- _Data for this exercise_

----------

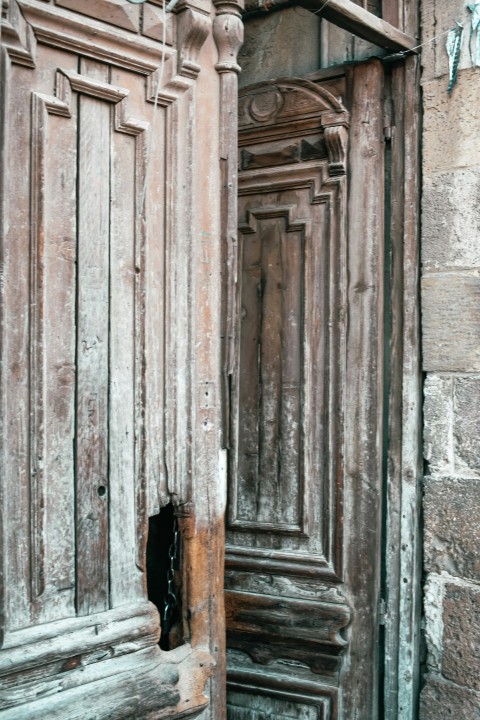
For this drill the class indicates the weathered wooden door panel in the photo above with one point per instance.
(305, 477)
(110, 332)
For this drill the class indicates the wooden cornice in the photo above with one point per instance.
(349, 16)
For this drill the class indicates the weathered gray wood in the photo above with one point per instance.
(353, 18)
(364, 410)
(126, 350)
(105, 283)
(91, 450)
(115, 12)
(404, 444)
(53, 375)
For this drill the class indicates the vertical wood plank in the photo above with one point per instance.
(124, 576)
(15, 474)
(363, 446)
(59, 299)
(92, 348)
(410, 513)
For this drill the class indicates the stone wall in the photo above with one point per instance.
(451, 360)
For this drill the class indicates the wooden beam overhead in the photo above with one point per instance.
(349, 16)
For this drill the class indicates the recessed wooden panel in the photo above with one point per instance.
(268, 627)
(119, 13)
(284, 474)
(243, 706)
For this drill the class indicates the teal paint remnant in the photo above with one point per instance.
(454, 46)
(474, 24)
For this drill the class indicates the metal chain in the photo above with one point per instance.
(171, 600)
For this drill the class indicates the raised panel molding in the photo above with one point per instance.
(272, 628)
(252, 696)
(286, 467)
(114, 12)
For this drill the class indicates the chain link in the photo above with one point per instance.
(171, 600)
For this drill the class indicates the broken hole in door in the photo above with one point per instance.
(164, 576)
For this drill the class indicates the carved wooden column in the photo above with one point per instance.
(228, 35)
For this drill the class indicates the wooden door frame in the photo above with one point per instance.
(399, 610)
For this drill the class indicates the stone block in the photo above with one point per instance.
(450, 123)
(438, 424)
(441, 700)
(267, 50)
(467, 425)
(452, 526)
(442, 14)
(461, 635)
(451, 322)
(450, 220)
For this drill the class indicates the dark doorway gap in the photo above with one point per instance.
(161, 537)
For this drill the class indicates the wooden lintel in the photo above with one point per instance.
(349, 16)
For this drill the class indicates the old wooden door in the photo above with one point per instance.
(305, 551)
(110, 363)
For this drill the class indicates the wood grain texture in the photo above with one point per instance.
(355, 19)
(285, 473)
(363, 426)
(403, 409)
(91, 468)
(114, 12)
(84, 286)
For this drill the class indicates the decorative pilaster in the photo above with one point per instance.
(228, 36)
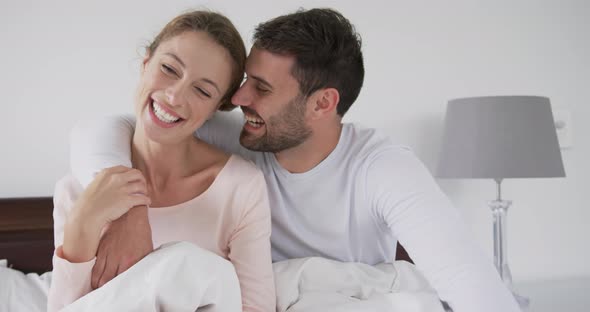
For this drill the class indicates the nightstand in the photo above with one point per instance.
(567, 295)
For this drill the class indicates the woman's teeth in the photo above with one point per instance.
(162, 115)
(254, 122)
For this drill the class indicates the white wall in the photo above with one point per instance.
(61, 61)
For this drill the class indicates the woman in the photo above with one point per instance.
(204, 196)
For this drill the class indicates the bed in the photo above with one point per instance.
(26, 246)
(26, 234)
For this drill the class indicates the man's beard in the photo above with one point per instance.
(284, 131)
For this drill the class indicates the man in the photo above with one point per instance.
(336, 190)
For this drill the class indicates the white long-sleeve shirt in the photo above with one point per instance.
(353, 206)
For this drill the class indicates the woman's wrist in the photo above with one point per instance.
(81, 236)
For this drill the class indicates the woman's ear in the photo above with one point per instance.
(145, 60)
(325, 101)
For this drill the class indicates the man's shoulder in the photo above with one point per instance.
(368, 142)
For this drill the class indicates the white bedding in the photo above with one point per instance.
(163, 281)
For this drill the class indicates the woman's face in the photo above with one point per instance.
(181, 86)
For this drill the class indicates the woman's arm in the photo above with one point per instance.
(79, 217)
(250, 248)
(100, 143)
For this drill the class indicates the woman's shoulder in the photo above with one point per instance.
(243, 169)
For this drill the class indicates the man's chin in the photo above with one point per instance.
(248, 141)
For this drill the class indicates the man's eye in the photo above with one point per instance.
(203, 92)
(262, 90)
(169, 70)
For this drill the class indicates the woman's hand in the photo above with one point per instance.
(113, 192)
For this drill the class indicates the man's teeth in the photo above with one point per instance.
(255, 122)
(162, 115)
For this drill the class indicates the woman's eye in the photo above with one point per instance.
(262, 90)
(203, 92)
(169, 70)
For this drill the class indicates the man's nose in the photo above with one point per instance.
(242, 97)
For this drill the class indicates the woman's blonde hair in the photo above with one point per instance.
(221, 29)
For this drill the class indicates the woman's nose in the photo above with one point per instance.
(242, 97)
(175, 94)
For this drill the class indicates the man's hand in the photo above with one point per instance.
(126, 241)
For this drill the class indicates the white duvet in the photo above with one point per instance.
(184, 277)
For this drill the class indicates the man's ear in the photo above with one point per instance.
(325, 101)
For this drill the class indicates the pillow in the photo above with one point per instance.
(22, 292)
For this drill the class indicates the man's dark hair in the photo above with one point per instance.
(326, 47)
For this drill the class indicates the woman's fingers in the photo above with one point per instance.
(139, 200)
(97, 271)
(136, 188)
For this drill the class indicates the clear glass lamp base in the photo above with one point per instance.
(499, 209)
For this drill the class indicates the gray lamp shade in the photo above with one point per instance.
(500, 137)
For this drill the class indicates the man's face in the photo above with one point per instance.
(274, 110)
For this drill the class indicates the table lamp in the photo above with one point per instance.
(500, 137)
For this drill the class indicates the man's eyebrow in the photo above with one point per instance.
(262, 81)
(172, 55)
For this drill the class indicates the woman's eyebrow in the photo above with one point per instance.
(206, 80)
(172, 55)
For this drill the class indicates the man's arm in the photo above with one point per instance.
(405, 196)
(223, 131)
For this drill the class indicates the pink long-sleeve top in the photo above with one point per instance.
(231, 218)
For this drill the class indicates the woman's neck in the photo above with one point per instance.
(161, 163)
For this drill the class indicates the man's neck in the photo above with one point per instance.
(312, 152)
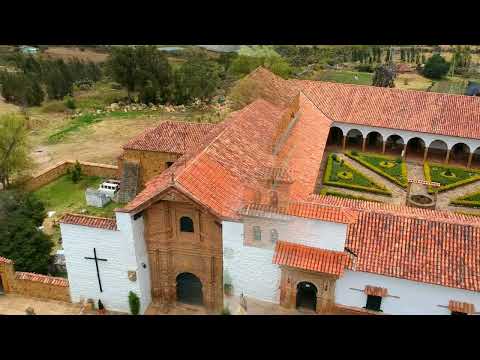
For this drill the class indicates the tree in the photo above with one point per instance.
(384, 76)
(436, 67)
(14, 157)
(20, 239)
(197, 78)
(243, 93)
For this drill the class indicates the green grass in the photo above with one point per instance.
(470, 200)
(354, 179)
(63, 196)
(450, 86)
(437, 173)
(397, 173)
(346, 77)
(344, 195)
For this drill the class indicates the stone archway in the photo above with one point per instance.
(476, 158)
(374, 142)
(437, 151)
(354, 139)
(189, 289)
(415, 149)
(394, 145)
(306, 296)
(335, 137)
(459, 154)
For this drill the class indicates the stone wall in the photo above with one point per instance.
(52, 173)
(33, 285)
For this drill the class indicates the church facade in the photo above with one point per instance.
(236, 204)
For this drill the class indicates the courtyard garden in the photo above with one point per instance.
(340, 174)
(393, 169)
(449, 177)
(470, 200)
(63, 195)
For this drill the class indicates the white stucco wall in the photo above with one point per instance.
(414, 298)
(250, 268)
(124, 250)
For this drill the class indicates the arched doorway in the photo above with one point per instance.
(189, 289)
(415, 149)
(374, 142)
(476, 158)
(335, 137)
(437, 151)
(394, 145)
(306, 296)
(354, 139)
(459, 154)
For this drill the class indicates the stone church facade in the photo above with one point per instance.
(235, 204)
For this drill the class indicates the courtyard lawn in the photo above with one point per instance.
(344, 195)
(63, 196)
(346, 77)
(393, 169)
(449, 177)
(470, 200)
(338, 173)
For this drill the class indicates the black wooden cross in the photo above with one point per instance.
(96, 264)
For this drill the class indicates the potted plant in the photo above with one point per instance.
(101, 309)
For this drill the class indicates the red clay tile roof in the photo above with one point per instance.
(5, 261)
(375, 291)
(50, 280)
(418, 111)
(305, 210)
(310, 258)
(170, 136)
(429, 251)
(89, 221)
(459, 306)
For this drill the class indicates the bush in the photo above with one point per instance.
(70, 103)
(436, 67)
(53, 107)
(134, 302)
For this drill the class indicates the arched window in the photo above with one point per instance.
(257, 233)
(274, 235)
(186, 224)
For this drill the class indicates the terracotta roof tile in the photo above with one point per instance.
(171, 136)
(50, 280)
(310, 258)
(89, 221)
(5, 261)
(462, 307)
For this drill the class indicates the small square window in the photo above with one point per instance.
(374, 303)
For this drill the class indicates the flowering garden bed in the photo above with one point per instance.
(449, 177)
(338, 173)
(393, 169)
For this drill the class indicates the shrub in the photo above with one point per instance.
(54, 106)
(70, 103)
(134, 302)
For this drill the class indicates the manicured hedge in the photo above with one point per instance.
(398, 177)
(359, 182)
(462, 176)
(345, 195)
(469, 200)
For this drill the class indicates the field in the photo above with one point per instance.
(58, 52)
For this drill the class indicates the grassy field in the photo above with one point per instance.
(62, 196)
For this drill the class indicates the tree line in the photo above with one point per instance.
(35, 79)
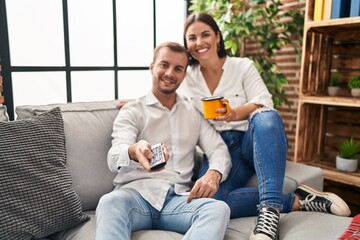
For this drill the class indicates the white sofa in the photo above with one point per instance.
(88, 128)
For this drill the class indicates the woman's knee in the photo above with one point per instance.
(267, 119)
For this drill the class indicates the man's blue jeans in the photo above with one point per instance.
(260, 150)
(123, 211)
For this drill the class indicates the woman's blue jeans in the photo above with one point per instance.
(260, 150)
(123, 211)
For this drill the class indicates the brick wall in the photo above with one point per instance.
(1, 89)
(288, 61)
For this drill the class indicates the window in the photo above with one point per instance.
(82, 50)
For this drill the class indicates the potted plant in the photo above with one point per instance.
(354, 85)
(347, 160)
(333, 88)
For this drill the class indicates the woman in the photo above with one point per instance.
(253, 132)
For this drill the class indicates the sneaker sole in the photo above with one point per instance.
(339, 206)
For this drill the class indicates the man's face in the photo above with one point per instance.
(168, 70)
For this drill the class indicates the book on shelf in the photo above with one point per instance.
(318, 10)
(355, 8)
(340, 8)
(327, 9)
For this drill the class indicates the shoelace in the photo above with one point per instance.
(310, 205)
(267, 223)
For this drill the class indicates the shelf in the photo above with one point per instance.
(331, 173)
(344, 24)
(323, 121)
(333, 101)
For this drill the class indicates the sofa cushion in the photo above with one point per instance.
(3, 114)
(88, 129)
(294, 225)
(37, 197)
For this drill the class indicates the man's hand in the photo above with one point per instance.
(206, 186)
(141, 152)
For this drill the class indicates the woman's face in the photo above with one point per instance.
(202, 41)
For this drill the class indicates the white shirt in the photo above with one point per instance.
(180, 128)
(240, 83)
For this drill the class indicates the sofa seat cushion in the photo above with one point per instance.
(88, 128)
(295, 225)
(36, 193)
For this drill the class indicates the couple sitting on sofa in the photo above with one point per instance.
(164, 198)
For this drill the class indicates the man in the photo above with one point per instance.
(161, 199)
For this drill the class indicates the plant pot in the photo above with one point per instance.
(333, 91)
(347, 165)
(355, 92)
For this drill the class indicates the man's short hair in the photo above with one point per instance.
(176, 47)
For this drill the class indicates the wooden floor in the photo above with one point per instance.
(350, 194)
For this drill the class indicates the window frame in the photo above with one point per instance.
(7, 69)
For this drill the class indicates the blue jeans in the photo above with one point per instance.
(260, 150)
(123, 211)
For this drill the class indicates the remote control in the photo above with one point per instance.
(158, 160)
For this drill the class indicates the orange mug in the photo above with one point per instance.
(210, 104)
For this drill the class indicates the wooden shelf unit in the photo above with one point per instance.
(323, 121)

----------

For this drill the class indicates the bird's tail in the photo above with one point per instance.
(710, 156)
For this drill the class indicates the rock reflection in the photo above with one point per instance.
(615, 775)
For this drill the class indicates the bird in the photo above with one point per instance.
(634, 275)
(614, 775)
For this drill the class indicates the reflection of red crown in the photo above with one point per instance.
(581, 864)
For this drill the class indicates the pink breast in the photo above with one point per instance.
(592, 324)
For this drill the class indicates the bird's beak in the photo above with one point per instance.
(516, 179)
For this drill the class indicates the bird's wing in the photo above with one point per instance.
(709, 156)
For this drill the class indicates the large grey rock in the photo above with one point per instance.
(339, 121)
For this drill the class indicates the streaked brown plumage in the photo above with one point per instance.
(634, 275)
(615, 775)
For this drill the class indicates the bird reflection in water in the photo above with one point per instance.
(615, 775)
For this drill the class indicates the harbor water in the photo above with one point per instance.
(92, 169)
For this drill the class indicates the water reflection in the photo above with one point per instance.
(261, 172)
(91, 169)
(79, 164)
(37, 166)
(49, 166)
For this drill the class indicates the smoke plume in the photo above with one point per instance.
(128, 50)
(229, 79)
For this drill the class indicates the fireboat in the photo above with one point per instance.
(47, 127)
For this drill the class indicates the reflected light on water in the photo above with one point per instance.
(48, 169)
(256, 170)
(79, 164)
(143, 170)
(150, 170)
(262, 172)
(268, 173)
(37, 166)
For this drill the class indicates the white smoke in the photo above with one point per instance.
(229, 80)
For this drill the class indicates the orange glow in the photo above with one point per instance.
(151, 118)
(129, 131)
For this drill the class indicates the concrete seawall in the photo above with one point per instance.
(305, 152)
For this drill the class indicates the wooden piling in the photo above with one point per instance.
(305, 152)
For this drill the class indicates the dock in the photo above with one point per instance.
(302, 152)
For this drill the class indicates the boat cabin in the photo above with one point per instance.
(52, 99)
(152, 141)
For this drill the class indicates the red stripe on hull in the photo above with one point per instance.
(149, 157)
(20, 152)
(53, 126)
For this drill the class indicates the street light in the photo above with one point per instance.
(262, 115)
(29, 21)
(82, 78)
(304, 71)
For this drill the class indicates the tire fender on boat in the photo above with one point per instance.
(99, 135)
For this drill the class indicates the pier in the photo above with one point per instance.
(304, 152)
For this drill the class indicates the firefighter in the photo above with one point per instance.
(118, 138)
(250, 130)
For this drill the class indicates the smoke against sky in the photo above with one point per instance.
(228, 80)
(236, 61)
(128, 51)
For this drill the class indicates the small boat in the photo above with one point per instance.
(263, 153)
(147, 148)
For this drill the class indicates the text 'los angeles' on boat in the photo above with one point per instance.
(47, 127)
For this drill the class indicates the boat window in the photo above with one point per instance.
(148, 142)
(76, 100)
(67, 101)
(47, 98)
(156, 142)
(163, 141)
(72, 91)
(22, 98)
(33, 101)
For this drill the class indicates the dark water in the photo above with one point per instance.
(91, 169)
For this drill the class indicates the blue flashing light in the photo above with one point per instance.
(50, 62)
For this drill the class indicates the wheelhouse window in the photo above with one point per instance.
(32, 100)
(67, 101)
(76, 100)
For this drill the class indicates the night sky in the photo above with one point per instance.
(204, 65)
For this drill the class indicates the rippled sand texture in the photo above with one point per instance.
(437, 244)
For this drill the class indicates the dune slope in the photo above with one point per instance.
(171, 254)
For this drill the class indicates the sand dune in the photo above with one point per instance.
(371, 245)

----------

- _Instructions for the task_
Count the lines of the items above that contain the word "sand", with case counting. Give only the number.

- _Solution for this exercise_
2